| Request |
Transcribe the entries that follow, word for word.

### Material for this exercise ###

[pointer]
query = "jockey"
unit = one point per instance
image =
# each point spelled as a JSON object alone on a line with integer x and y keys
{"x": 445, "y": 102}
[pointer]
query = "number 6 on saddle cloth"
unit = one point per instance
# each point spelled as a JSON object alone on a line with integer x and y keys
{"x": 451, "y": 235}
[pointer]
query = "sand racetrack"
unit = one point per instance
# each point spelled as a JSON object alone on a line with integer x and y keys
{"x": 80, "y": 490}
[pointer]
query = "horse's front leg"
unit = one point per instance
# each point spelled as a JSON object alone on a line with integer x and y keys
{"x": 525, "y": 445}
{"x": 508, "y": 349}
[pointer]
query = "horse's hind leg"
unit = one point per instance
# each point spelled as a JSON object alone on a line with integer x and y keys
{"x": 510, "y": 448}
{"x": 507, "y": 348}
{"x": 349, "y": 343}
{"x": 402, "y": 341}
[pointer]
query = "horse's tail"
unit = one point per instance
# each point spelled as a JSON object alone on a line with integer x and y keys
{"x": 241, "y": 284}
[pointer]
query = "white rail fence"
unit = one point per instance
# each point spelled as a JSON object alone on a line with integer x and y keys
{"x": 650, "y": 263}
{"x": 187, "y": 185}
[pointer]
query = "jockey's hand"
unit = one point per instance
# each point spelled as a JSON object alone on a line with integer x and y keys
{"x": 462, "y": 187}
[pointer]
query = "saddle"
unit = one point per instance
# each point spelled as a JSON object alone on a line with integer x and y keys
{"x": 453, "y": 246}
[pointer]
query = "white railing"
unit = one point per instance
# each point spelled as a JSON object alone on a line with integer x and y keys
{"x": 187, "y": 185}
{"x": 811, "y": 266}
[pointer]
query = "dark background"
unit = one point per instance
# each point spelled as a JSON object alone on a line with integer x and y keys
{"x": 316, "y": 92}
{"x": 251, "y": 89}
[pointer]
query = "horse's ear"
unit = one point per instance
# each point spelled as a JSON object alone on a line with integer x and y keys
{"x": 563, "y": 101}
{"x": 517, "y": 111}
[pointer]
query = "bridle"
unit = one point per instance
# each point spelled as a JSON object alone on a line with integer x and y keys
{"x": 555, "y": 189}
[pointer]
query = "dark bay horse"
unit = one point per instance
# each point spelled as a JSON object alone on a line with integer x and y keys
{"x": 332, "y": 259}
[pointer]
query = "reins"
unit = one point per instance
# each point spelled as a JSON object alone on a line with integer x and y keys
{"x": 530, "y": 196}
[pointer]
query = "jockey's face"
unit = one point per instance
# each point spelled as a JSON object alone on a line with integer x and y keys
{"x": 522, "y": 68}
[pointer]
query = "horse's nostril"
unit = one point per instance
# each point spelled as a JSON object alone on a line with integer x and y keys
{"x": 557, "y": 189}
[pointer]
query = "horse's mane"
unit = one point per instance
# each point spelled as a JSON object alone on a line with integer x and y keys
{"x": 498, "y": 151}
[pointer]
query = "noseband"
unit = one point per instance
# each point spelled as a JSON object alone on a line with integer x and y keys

###

| Exercise output |
[pointer]
query = "jockey"
unit = one point per instance
image =
# each point spelled as a JSON object alone on a line with integer x and y keys
{"x": 445, "y": 102}
[pointer]
query = "number 6 on saddle cloth"
unit = one point per instance
# each point spelled as a JSON object alone on a line with integer x and y keys
{"x": 451, "y": 235}
[pointer]
query = "sand racetrack"
unit = one point per instance
# each point spelled as a JSON object alone on a line with integer x and y keys
{"x": 80, "y": 490}
[pointer]
query = "horse's front leg"
unit = one point per instance
# each point spelled as a JSON object alone on a line with integer x and y keys
{"x": 525, "y": 445}
{"x": 508, "y": 349}
[pointer]
query = "horse's hind leg"
unit = one point per instance
# each point spelled as a JSON object alone on a line with integer x and y keys
{"x": 510, "y": 448}
{"x": 507, "y": 348}
{"x": 349, "y": 343}
{"x": 402, "y": 341}
[pointer]
query = "horse's tail"
unit = one point per instance
# each point spelled as a JSON object alone on a line with integer x and y keys
{"x": 241, "y": 284}
[pointer]
query = "white rail fence"
unit = one point per instance
# each point spelled as a JSON object alone on a line with integer x and y keys
{"x": 650, "y": 263}
{"x": 187, "y": 185}
[pointer]
query = "jockey's hand"
unit = one point per instance
# each point spelled as a JSON object alone on a line with integer x and y keys
{"x": 462, "y": 187}
[pointer]
query = "saddle"
unit = one point per instance
# each point spelled as a JSON object alone on a line with integer x and y keys
{"x": 453, "y": 246}
[pointer]
query = "white railing"
unit = one point per instance
# each point spelled as a JSON object alone on a line with integer x and y keys
{"x": 187, "y": 185}
{"x": 811, "y": 266}
[pointer]
query = "dark background"
unit = one point per instance
# each point spelled as a JSON object alone on a line with integer x and y keys
{"x": 316, "y": 92}
{"x": 251, "y": 89}
[pointer]
query = "horse's ear"
unit = one point per instance
# each point spelled as a JSON object alone on a line with integer x and y keys
{"x": 563, "y": 101}
{"x": 517, "y": 111}
[pointer]
query = "bridle"
unit = one point per instance
# each point spelled as a JSON object alone on a line with integer x and y keys
{"x": 555, "y": 189}
[pointer]
query = "dark bay horse"
unit = one point per instance
# each point spelled as a JSON object alone on a line with integer x and y keys
{"x": 332, "y": 259}
[pointer]
query = "reins"
unit = one point per instance
# each point spelled as a JSON object alone on a line with integer x and y keys
{"x": 530, "y": 196}
[pointer]
query = "jockey's face"
unit = one point per instance
# each point spelled as a JSON object alone on a line with integer x and y keys
{"x": 522, "y": 68}
[pointer]
query = "horse's nostril"
unit = one point per instance
# each point spelled as a JSON object alone on a line with integer x and y keys
{"x": 557, "y": 189}
[pointer]
query = "horse's mane"
unit = one point per instance
# each point spelled as a JSON object alone on a line with integer x and y keys
{"x": 498, "y": 151}
[pointer]
query = "noseband"
unit = one point per instance
# each point spelled as a JSON object alone on a line with integer x and y keys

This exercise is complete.